TASK DIRECTIONS
Please reproduce the part of the lines that begins with the line containing "Question: What bounding box encloses the black" and ends with the line containing "115, 290, 322, 480", substituting "rectangle" for every "bounding box" and leaving everything else as it is.

DATA ENTRIES
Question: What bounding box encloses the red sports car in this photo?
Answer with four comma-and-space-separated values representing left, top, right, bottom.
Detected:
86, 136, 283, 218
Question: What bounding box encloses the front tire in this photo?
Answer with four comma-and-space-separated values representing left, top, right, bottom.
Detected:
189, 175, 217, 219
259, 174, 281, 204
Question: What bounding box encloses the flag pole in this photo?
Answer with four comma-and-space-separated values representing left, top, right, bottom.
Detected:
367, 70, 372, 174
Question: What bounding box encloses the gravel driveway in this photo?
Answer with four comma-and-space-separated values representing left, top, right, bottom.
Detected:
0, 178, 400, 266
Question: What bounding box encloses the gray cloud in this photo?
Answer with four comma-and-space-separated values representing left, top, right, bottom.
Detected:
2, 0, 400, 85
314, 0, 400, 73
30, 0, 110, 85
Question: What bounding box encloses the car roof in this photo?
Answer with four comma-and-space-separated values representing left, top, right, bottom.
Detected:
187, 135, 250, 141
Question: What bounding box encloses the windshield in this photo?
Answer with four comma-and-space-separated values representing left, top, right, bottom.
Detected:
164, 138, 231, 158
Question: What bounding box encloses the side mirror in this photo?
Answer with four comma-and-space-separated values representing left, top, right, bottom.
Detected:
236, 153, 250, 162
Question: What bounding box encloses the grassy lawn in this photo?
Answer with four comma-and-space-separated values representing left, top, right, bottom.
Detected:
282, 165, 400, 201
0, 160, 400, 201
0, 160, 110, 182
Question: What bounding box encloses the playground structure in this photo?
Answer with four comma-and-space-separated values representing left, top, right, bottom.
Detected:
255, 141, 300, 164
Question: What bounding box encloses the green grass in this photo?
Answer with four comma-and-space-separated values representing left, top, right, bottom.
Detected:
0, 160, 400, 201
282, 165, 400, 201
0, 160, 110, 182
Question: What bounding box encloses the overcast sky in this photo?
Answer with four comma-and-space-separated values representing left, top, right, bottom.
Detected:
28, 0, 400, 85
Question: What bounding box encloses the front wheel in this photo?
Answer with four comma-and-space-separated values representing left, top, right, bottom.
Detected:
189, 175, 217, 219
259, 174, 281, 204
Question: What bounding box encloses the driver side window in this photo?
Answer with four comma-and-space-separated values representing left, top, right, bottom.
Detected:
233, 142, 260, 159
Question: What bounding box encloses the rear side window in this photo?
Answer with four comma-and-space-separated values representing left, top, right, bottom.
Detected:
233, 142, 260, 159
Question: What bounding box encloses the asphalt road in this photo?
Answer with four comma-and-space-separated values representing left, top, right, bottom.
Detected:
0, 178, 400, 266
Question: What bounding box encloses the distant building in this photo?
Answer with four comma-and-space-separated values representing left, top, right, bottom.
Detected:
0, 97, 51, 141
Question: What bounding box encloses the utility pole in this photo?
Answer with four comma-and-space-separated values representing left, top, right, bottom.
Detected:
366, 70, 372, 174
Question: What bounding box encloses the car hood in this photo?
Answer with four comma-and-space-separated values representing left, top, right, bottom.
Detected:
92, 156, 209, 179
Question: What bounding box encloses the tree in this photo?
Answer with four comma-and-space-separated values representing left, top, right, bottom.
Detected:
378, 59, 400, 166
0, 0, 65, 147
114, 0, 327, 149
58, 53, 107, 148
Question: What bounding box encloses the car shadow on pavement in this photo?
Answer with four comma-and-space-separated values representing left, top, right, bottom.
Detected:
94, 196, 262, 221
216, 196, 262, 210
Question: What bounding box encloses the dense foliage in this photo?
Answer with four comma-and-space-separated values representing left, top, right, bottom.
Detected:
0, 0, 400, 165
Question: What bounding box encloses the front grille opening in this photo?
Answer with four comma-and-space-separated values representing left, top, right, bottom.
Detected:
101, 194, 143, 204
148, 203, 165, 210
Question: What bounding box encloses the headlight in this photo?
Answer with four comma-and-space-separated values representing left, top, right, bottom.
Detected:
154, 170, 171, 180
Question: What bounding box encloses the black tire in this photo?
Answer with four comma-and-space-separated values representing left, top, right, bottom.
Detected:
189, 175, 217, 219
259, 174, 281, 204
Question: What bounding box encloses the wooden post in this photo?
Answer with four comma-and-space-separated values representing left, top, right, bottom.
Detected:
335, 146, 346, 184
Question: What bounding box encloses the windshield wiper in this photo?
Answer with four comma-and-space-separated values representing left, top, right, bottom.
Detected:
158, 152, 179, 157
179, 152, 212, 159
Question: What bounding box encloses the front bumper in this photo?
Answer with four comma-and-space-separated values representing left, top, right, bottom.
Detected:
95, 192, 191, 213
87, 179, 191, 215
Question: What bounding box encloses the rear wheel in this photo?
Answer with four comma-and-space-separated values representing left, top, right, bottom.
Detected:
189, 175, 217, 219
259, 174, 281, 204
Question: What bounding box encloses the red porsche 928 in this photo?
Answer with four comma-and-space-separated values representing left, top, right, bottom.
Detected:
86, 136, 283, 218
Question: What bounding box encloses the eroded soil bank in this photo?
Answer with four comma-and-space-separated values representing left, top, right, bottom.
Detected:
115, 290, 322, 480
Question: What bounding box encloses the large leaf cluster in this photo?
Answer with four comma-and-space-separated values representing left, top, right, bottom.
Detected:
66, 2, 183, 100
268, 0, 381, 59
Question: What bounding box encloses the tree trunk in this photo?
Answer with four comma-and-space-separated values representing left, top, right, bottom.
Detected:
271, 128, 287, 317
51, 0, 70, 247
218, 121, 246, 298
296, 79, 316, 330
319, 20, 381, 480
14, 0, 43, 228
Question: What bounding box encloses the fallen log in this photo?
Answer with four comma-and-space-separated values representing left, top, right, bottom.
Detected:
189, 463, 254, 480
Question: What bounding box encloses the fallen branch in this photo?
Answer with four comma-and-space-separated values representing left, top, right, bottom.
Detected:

FINISHED EXERCISE
Question: What rectangle encloses the black tire in this photo?
Answer with four comma-and-space-separated values representing left, top, right, bottom.
Detected:
189, 175, 217, 219
259, 174, 281, 204
Question: What rectangle encloses the wooden post in this photo?
Answer with four comma-and-space-separated values representing left, top, right, bottom.
Detected:
335, 146, 346, 184
Question: What rectangle encloses the windshield wiper in this photo?
Answer with four comma-and-space-separated values representing left, top, right, bottom.
Detected:
158, 152, 179, 157
179, 152, 212, 159
Question: What rectangle encloses the front bumper in this photo?
Answer with four comma-and-space-separated values representing left, top, right, bottom.
Detected:
95, 192, 191, 213
87, 179, 191, 215
Question: What rectangle encloses the rear wheel in this photo?
Answer with four comma-and-space-separated values representing left, top, right, bottom.
Detected:
189, 175, 217, 219
259, 174, 281, 204
Question: What rectangle encloses the red porsche 928 in this photo?
Answer with four comma-and-space-separated values representing left, top, right, bottom.
Detected:
86, 136, 283, 218
Question: What rectangle encloses the eroded soil bank in this photo?
Answer with four comma-and-space-separated values representing left, top, right, bottom.
Detected:
115, 290, 322, 480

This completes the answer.